§ **What you should do**: Using the records below, repeat exactly the lines from the one holding "column 1141, row 278" through the one holding "column 1004, row 463", both ends included, and no others.

§ **Data**:
○ ○ ○ ○ ○

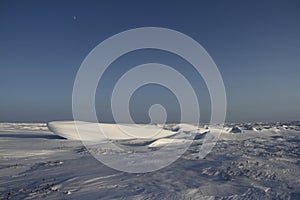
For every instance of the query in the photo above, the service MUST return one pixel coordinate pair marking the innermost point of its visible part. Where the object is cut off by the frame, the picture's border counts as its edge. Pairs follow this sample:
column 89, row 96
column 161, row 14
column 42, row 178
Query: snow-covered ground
column 250, row 161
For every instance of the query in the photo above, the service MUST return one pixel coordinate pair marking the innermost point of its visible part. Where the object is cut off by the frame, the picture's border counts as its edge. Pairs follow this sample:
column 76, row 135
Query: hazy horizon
column 255, row 45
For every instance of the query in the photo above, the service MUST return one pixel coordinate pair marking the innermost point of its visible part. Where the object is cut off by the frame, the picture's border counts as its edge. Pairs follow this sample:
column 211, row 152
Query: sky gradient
column 255, row 44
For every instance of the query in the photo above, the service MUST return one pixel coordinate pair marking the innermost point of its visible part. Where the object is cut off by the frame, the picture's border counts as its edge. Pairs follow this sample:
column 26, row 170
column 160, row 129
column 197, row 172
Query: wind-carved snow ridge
column 259, row 162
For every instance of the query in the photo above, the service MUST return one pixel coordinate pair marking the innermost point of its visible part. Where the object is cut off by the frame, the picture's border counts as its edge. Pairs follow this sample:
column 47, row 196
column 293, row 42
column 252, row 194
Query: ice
column 253, row 164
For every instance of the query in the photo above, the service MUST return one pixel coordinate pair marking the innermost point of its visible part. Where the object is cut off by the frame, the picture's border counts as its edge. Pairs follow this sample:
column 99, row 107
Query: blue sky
column 255, row 44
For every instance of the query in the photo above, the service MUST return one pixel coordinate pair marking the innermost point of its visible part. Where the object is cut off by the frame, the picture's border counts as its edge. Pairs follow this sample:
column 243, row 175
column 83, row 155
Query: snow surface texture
column 261, row 161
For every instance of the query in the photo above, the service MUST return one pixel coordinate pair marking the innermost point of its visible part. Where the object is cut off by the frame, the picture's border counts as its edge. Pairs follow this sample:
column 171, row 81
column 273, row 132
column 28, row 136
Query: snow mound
column 92, row 131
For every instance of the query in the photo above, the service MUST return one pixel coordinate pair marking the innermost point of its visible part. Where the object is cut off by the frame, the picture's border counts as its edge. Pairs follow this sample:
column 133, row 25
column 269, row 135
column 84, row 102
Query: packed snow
column 250, row 161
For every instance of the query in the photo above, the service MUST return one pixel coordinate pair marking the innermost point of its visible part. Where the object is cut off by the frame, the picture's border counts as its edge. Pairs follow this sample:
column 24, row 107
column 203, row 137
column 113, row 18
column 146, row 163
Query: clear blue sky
column 255, row 44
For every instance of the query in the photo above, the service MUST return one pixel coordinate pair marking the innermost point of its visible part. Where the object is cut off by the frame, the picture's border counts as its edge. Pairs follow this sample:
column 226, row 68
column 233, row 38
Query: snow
column 102, row 131
column 254, row 164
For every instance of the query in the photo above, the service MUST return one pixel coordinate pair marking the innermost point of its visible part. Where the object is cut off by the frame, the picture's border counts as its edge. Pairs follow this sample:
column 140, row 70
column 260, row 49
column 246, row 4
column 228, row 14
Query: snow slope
column 253, row 164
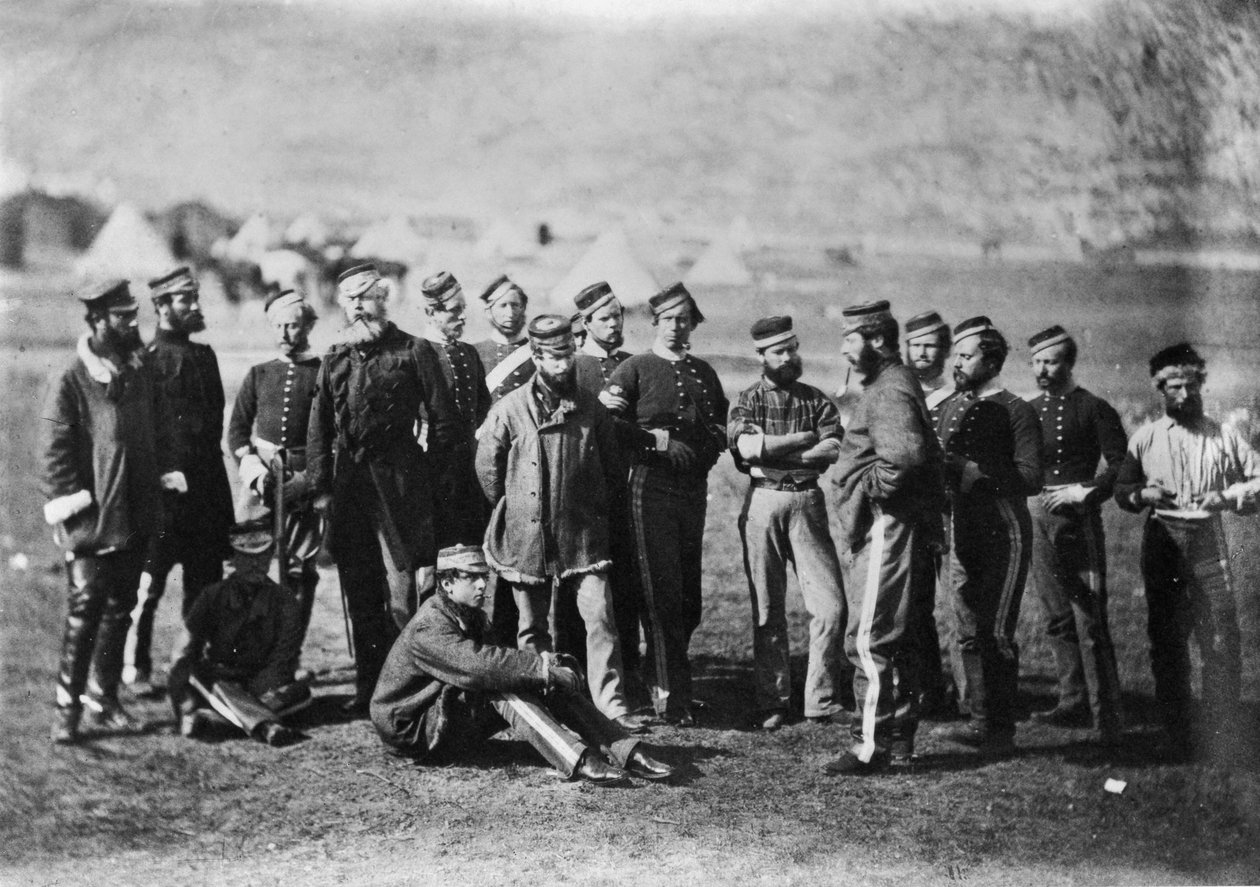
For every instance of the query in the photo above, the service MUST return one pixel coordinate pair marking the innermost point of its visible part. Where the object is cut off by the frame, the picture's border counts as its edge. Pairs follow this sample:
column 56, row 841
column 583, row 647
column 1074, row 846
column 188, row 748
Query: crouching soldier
column 234, row 662
column 445, row 687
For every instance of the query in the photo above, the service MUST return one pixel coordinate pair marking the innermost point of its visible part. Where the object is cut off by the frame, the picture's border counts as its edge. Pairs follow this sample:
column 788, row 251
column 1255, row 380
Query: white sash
column 509, row 366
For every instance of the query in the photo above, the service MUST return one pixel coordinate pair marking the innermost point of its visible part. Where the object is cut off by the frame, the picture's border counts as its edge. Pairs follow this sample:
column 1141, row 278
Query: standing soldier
column 891, row 494
column 992, row 442
column 368, row 471
column 600, row 314
column 1187, row 469
column 271, row 416
column 105, row 446
column 547, row 461
column 460, row 508
column 927, row 345
column 674, row 412
column 784, row 434
column 1069, row 551
column 505, row 354
column 195, row 534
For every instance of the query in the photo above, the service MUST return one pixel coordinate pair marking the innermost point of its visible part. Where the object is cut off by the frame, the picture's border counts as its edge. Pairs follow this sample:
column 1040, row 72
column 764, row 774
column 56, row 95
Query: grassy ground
column 747, row 809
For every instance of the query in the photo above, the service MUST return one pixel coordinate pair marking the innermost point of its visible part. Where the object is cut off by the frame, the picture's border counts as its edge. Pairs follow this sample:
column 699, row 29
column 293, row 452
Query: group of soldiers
column 518, row 524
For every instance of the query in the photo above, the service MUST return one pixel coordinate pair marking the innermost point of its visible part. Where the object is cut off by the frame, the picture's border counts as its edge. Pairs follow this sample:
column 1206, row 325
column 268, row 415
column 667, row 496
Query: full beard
column 363, row 330
column 784, row 374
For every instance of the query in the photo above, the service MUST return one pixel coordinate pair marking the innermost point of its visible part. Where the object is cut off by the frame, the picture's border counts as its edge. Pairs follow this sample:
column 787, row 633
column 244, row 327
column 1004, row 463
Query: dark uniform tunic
column 668, row 505
column 461, row 510
column 1070, row 551
column 493, row 353
column 111, row 440
column 363, row 450
column 993, row 463
column 197, row 522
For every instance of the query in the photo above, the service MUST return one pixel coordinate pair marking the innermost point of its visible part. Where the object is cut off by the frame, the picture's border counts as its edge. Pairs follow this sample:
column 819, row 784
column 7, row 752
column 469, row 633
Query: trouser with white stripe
column 1070, row 573
column 667, row 513
column 988, row 568
column 1186, row 568
column 887, row 581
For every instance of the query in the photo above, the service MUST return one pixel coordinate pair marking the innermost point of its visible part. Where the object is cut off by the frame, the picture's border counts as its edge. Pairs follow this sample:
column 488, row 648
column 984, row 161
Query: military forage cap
column 469, row 558
column 673, row 296
column 551, row 331
column 500, row 289
column 594, row 297
column 973, row 326
column 924, row 324
column 251, row 537
column 856, row 316
column 440, row 289
column 1048, row 338
column 180, row 280
column 110, row 295
column 358, row 280
column 771, row 330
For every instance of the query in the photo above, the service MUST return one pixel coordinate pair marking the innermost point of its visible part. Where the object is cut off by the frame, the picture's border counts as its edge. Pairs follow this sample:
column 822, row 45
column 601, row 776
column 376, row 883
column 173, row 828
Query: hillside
column 1137, row 124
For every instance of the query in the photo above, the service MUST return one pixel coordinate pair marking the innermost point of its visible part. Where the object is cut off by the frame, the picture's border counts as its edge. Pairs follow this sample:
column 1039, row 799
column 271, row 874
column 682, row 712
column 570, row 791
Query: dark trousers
column 101, row 592
column 1070, row 570
column 988, row 570
column 888, row 582
column 202, row 566
column 667, row 513
column 379, row 595
column 1185, row 565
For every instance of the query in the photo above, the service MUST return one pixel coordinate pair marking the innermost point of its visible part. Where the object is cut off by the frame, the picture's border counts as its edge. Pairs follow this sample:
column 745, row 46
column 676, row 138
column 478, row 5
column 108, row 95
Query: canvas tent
column 610, row 258
column 129, row 247
column 720, row 265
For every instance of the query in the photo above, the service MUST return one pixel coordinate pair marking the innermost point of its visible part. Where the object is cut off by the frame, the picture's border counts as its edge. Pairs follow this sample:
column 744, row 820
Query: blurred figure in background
column 195, row 533
column 107, row 456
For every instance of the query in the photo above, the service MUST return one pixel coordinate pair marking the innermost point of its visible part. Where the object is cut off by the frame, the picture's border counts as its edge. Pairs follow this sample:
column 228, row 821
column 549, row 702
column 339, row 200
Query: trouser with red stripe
column 1070, row 571
column 888, row 582
column 667, row 514
column 988, row 568
column 1186, row 568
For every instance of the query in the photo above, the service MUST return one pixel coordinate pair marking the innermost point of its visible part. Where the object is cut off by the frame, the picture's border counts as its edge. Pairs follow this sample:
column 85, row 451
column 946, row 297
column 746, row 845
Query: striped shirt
column 771, row 410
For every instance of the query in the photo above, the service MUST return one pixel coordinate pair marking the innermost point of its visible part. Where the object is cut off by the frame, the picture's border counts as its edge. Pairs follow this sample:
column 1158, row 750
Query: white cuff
column 63, row 508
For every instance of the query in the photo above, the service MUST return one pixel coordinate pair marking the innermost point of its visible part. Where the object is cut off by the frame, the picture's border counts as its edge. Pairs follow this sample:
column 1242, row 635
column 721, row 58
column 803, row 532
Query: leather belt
column 785, row 484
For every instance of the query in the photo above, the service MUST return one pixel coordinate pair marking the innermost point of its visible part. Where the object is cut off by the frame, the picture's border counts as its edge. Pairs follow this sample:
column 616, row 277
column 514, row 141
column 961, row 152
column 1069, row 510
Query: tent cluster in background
column 552, row 257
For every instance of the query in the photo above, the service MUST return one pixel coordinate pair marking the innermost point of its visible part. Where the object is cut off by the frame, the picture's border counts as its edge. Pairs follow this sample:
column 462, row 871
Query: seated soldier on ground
column 445, row 687
column 233, row 665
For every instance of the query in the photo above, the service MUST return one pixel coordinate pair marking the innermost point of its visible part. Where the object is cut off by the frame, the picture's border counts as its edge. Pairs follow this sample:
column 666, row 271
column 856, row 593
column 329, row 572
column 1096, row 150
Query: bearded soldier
column 107, row 456
column 195, row 534
column 270, row 417
column 368, row 471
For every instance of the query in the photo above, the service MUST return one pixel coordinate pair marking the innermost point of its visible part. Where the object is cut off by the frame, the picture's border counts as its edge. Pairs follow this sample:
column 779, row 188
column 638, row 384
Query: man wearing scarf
column 369, row 474
column 548, row 464
column 107, row 456
column 271, row 415
column 195, row 534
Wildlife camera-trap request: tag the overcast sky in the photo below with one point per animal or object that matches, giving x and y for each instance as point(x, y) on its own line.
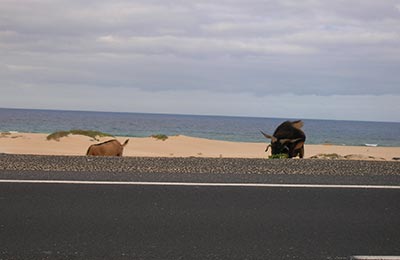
point(288, 58)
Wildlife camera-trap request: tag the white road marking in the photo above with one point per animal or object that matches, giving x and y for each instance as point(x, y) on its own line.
point(271, 185)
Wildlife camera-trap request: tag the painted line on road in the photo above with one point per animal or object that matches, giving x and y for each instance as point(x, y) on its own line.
point(270, 185)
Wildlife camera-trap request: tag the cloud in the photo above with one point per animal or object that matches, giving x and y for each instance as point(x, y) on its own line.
point(263, 48)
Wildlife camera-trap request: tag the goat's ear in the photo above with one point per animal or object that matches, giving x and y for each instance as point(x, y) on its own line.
point(298, 124)
point(273, 138)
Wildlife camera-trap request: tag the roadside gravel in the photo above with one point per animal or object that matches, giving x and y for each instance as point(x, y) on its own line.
point(143, 165)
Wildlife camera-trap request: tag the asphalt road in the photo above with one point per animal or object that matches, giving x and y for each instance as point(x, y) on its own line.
point(92, 221)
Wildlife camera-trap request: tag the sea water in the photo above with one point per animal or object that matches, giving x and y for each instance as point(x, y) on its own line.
point(239, 129)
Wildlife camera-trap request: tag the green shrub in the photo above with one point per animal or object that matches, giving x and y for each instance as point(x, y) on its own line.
point(93, 134)
point(278, 156)
point(160, 137)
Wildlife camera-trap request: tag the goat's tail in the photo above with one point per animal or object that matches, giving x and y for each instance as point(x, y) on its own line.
point(126, 142)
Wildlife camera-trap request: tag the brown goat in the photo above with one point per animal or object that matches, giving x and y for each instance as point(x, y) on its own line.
point(108, 148)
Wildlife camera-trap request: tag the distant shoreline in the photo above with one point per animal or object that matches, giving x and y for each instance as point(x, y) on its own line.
point(182, 146)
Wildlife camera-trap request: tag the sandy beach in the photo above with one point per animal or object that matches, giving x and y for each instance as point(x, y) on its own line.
point(179, 146)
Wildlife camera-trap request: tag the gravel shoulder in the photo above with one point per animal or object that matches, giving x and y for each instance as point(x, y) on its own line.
point(195, 169)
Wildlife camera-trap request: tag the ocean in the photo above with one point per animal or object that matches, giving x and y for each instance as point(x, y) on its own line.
point(239, 129)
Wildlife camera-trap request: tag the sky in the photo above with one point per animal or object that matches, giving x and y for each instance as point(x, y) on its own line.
point(318, 59)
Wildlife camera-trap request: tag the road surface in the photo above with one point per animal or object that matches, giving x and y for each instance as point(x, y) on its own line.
point(68, 220)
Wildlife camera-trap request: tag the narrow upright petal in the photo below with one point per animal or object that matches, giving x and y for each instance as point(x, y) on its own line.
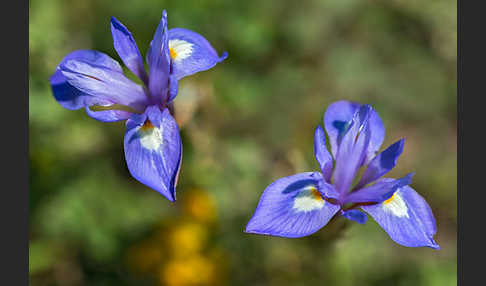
point(103, 83)
point(323, 156)
point(337, 118)
point(382, 163)
point(103, 111)
point(407, 218)
point(127, 49)
point(352, 150)
point(158, 60)
point(293, 207)
point(379, 191)
point(153, 150)
point(191, 53)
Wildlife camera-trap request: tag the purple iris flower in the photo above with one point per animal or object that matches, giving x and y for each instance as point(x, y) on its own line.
point(95, 81)
point(301, 204)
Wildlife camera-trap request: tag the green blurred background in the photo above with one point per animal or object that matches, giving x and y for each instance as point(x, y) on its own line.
point(244, 123)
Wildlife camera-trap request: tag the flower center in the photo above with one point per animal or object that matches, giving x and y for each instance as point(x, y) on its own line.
point(173, 54)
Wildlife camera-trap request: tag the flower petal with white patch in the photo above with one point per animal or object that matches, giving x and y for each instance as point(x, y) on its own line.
point(153, 150)
point(190, 53)
point(293, 206)
point(407, 218)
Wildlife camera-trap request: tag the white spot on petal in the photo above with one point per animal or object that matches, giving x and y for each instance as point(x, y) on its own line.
point(308, 200)
point(150, 136)
point(179, 49)
point(396, 205)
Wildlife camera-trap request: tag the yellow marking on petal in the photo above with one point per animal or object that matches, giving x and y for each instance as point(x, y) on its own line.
point(308, 199)
point(173, 54)
point(150, 136)
point(390, 199)
point(147, 125)
point(315, 193)
point(396, 206)
point(179, 49)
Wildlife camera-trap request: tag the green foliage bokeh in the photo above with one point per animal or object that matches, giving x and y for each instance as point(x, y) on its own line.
point(244, 123)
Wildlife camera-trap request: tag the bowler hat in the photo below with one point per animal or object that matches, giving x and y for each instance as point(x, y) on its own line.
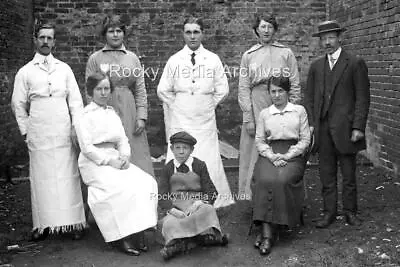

○ ○ ○ ○ ○

§ **Completed exercise**:
column 1141, row 278
Query: standing soldier
column 891, row 494
column 992, row 442
column 368, row 471
column 600, row 314
column 1187, row 469
column 271, row 416
column 105, row 446
column 547, row 461
column 460, row 508
column 927, row 345
column 674, row 412
column 784, row 434
column 1069, row 551
column 505, row 354
column 195, row 534
For every instance of the query in the photo above, the service MUST return one pixel coordinate pair marking the innermost point of its visible part. Where the object is cut off by the frame, the picture's border counts as its edge. Pairs follow this sample:
column 1040, row 72
column 764, row 774
column 56, row 95
Query: grassy ground
column 747, row 809
For every instance of the query in the photo above, the service MUST return one pixel coordinate pair marking the innermost point of its visible part. Where the object is cut off by the frame, the picture's border counts as its edge. Pairs follow this sample:
column 699, row 29
column 293, row 452
Query: group of soldiers
column 518, row 524
For every instance of the query in the photo above, the service MUST return one pixel coordinate pair marking the innermost point of its visible part. Where the object is cut off by the frame, the picture's border counts as its edge. Pairs follow this sample:
column 1206, row 325
column 268, row 415
column 667, row 496
Query: full beard
column 363, row 330
column 784, row 374
For every instance of the query in the photo above, the service MUST return one pixel coordinate pair marking the innermost point of its visible part. Where the object is cut off by the frame, the picture's border counts as its edge. Pairs follow this sample:
column 787, row 633
column 244, row 327
column 1004, row 463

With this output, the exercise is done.